Dataset >>
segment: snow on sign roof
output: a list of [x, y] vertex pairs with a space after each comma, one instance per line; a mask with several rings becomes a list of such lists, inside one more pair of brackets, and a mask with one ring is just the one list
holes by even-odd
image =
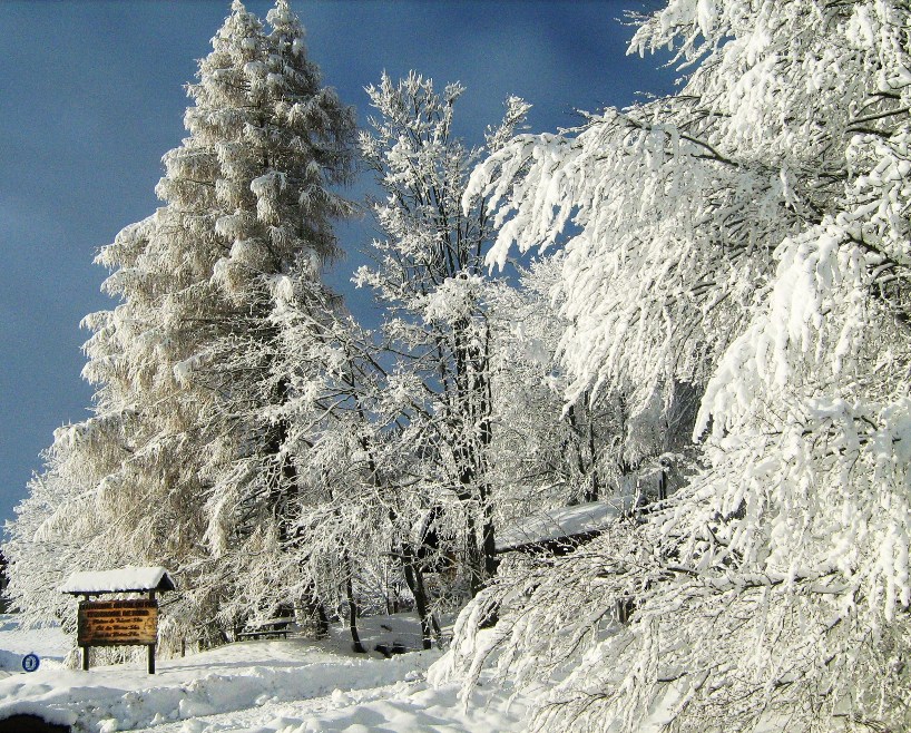
[[525, 545], [576, 537], [604, 529], [619, 517], [629, 501], [591, 501], [575, 507], [560, 507], [525, 517], [503, 529], [497, 537], [497, 550], [502, 553]]
[[74, 595], [96, 593], [145, 593], [147, 590], [174, 590], [177, 586], [167, 569], [158, 567], [127, 566], [119, 570], [74, 573], [60, 586], [60, 593]]

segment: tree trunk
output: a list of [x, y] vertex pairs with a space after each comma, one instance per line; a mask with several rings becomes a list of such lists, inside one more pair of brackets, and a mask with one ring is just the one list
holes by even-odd
[[361, 635], [357, 633], [357, 603], [354, 600], [354, 583], [351, 579], [351, 563], [347, 550], [342, 551], [343, 571], [345, 574], [345, 596], [347, 597], [347, 626], [351, 631], [351, 648], [360, 654], [366, 649], [361, 644]]
[[[421, 619], [421, 643], [425, 649], [432, 646], [433, 626], [435, 619], [428, 608], [427, 589], [424, 588], [424, 576], [418, 565], [414, 549], [410, 543], [402, 543], [402, 566], [405, 573], [405, 583], [414, 596], [414, 605], [418, 608], [418, 617]], [[439, 633], [439, 627], [438, 627]]]

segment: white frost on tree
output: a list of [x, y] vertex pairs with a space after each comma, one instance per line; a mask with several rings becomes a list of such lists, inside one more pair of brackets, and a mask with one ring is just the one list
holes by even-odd
[[[225, 599], [268, 560], [251, 553], [228, 578], [224, 546], [262, 549], [284, 531], [301, 449], [286, 407], [319, 366], [281, 358], [278, 313], [304, 301], [314, 333], [335, 317], [320, 268], [350, 209], [330, 186], [350, 175], [353, 115], [322, 86], [286, 0], [267, 20], [235, 0], [188, 86], [164, 205], [98, 255], [121, 302], [85, 320], [95, 414], [58, 431], [6, 546], [10, 592], [33, 617], [62, 603], [55, 574], [164, 565], [186, 588], [169, 628], [217, 641], [236, 620]], [[81, 554], [61, 551], [72, 545]]]
[[550, 680], [539, 730], [911, 723], [909, 29], [889, 0], [672, 0], [631, 49], [677, 49], [678, 94], [473, 174], [491, 263], [574, 224], [570, 399], [705, 389], [705, 469], [662, 511], [460, 617], [450, 668]]

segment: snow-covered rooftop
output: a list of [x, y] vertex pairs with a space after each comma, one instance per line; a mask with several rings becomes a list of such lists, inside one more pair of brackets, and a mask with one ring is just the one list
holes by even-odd
[[177, 586], [166, 568], [127, 566], [117, 570], [74, 573], [60, 586], [60, 593], [144, 593], [174, 590]]
[[523, 517], [499, 534], [497, 550], [505, 551], [523, 545], [598, 531], [628, 509], [631, 497], [626, 497], [625, 500], [591, 501]]

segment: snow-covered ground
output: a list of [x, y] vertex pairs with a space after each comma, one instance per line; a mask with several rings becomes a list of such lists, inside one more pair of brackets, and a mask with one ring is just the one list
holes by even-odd
[[[373, 624], [378, 635], [381, 622], [401, 626], [401, 619], [379, 619]], [[370, 626], [366, 635], [375, 638]], [[63, 668], [69, 644], [59, 629], [22, 631], [14, 617], [0, 617], [0, 674], [8, 675], [0, 680], [0, 720], [31, 713], [85, 733], [506, 733], [525, 727], [526, 705], [521, 698], [509, 704], [509, 691], [487, 691], [466, 711], [457, 685], [429, 685], [425, 673], [439, 652], [390, 659], [356, 655], [340, 632], [321, 644], [294, 637], [248, 641], [159, 659], [154, 676], [141, 663], [89, 672]], [[29, 652], [41, 656], [41, 667], [21, 673], [21, 657]]]

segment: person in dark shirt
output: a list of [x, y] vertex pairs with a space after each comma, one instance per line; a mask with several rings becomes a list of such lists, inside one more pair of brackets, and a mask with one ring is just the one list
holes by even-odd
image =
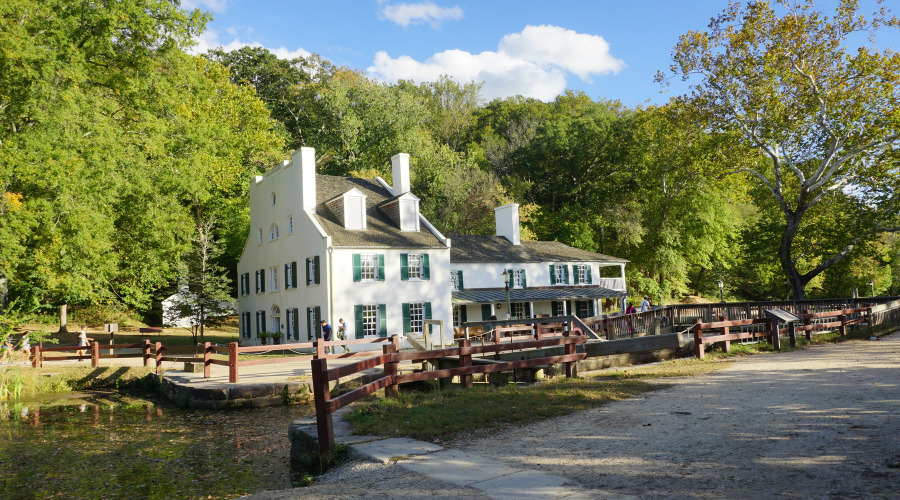
[[[324, 319], [322, 320], [322, 340], [331, 342], [331, 325]], [[332, 349], [330, 347], [325, 346], [325, 354], [331, 354], [331, 351]]]

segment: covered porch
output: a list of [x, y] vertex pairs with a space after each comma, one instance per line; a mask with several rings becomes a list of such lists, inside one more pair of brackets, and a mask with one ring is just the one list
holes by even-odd
[[453, 292], [453, 326], [469, 321], [525, 319], [575, 315], [590, 318], [603, 313], [603, 301], [616, 299], [617, 307], [625, 291], [598, 286], [510, 288], [509, 300], [503, 288]]

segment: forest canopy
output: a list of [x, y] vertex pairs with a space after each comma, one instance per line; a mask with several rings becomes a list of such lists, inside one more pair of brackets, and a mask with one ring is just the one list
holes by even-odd
[[480, 82], [389, 84], [259, 47], [191, 56], [205, 13], [104, 5], [0, 4], [0, 282], [23, 311], [146, 312], [207, 283], [192, 269], [227, 273], [208, 299], [233, 296], [247, 180], [301, 146], [321, 173], [388, 180], [410, 153], [442, 232], [492, 234], [516, 202], [525, 237], [628, 259], [629, 293], [654, 302], [715, 299], [718, 280], [732, 299], [895, 291], [900, 57], [842, 38], [896, 29], [886, 12], [732, 4], [660, 76], [692, 93], [628, 108], [486, 102]]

Task to carry out >> Output every line of the data above as a JSON list of strings, one string per line, with blank lines and the pictures left out.

Result for this exercise >>
[
  "segment: snow on sign roof",
  "output: a list of [x, y] vertex pairs with a space after each comma, one instance per line; a mask with several rings becomes a list of such lists, inside one more pair of brackets, and a mask with one ring is just the one list",
  "holes by even-odd",
  "image =",
  "[[525, 545], [576, 537], [604, 529], [619, 517], [629, 501], [591, 501], [575, 507], [560, 507], [525, 517], [503, 529], [497, 537], [497, 550], [502, 553]]",
  "[[74, 595], [96, 593], [145, 593], [147, 590], [174, 590], [177, 586], [167, 569], [158, 567], [127, 566], [119, 570], [74, 573], [60, 586], [60, 593]]",
  "segment: tree trunk",
  "output: a list of [x, y] vertex pairs with a space after each comma, one instance per line; a mask with several rings becomes a list of such lists, inside one more pair of brackets, and a mask with one ring is just the one list",
  "holes by even-odd",
  "[[361, 635], [357, 633], [357, 603], [354, 600], [354, 583], [351, 579], [351, 563], [347, 550], [342, 551], [343, 571], [345, 574], [345, 596], [347, 597], [347, 626], [351, 631], [351, 648], [360, 654], [366, 649], [361, 644]]",
  "[[[421, 619], [421, 643], [425, 649], [432, 646], [433, 626], [435, 619], [428, 608], [427, 589], [424, 588], [424, 576], [418, 565], [414, 549], [410, 543], [402, 543], [402, 566], [405, 573], [405, 583], [414, 596], [414, 605], [418, 608], [418, 617]], [[439, 633], [439, 627], [438, 627]]]",
  "segment: white frost on tree",
  "output: a list of [x, y] vertex pairs with a space after each comma, one instance per line; a mask with several rings becomes a list of such lists, inside one more pair of brackets, and a mask with one ring is just the one list",
  "holes by even-odd",
  "[[[225, 599], [268, 560], [251, 553], [228, 578], [224, 546], [262, 549], [284, 531], [301, 449], [286, 407], [319, 366], [281, 358], [278, 313], [304, 301], [314, 333], [335, 317], [320, 268], [350, 209], [330, 186], [350, 175], [353, 115], [322, 86], [286, 0], [267, 20], [235, 0], [188, 86], [164, 205], [98, 255], [121, 302], [85, 320], [95, 414], [58, 431], [6, 546], [10, 592], [33, 617], [62, 603], [55, 574], [164, 565], [186, 588], [169, 628], [217, 641], [236, 620]], [[81, 554], [61, 551], [72, 545]]]",
  "[[550, 680], [539, 730], [911, 723], [909, 29], [889, 0], [672, 0], [631, 49], [677, 49], [678, 94], [473, 174], [491, 263], [574, 224], [570, 399], [705, 389], [705, 469], [662, 511], [460, 617], [450, 668]]",
  "segment: snow-covered rooftop",
  "output: a list of [x, y] vertex pairs with a space after each comma, one instance per line; a mask with several rings becomes a list of such lists, inside one more pair of brackets, and a mask with one ring is just the one list",
  "holes by even-odd",
  "[[177, 586], [166, 568], [127, 566], [117, 570], [74, 573], [60, 586], [60, 593], [144, 593], [174, 590]]",
  "[[523, 517], [499, 534], [497, 550], [505, 551], [523, 545], [598, 531], [628, 509], [631, 497], [626, 497], [625, 500], [591, 501]]",
  "segment: snow-covered ground",
  "output: a list of [x, y] vertex pairs with a space after each comma, one instance per line; a mask with several rings becomes a list of such lists, inside one more pair of brackets, and a mask with one ring is just the one list",
  "holes by even-odd",
  "[[[373, 624], [378, 635], [381, 622], [401, 626], [401, 619], [379, 619]], [[370, 626], [366, 635], [375, 638]], [[63, 668], [69, 644], [59, 629], [22, 631], [14, 617], [0, 617], [0, 674], [8, 675], [0, 680], [0, 720], [31, 713], [85, 733], [506, 733], [525, 727], [526, 705], [521, 698], [509, 704], [509, 691], [487, 691], [466, 711], [457, 685], [429, 685], [425, 673], [439, 652], [390, 659], [356, 655], [340, 632], [321, 644], [294, 637], [248, 641], [159, 659], [154, 676], [141, 663], [89, 672]], [[29, 652], [41, 656], [41, 667], [21, 673], [21, 657]]]",
  "segment: person in dark shirt",
  "output: a list of [x, y] vertex pairs with a space after each comma, one instance per line; a mask with several rings becomes a list of such lists, inside one more pair of brackets, and a mask with one ring is just the one list",
  "holes by even-odd",
  "image =",
  "[[[324, 319], [322, 320], [322, 340], [331, 342], [331, 325]], [[332, 349], [330, 347], [325, 346], [325, 354], [331, 354], [331, 351]]]",
  "segment: covered porch",
  "output: a list of [x, y] vertex pairs with a space after each comma, one instance per line; a mask with several rings becomes a list of such lists, inside one more pair of brackets, and a mask with one ring is just the one list",
  "holes by even-odd",
  "[[453, 292], [453, 326], [469, 321], [525, 319], [575, 315], [590, 318], [603, 313], [603, 301], [616, 299], [617, 307], [625, 291], [598, 286], [510, 288], [509, 300], [503, 288]]",
  "segment: forest canopy",
  "output: a list of [x, y] vertex pairs with a space after each comma, one instance per line; a mask with several rings becomes a list of such lists, inside one more pair of brackets, and a mask with one ring is just the one list",
  "holes by even-odd",
  "[[480, 82], [389, 84], [259, 47], [191, 56], [205, 13], [104, 5], [0, 4], [0, 282], [23, 311], [146, 312], [207, 283], [192, 269], [227, 273], [208, 299], [233, 296], [247, 180], [301, 146], [321, 173], [388, 180], [410, 153], [442, 232], [492, 234], [516, 202], [525, 237], [628, 259], [629, 293], [654, 302], [715, 299], [718, 280], [732, 299], [895, 291], [900, 57], [842, 38], [896, 29], [886, 12], [732, 4], [660, 76], [692, 93], [628, 108], [486, 102]]"
]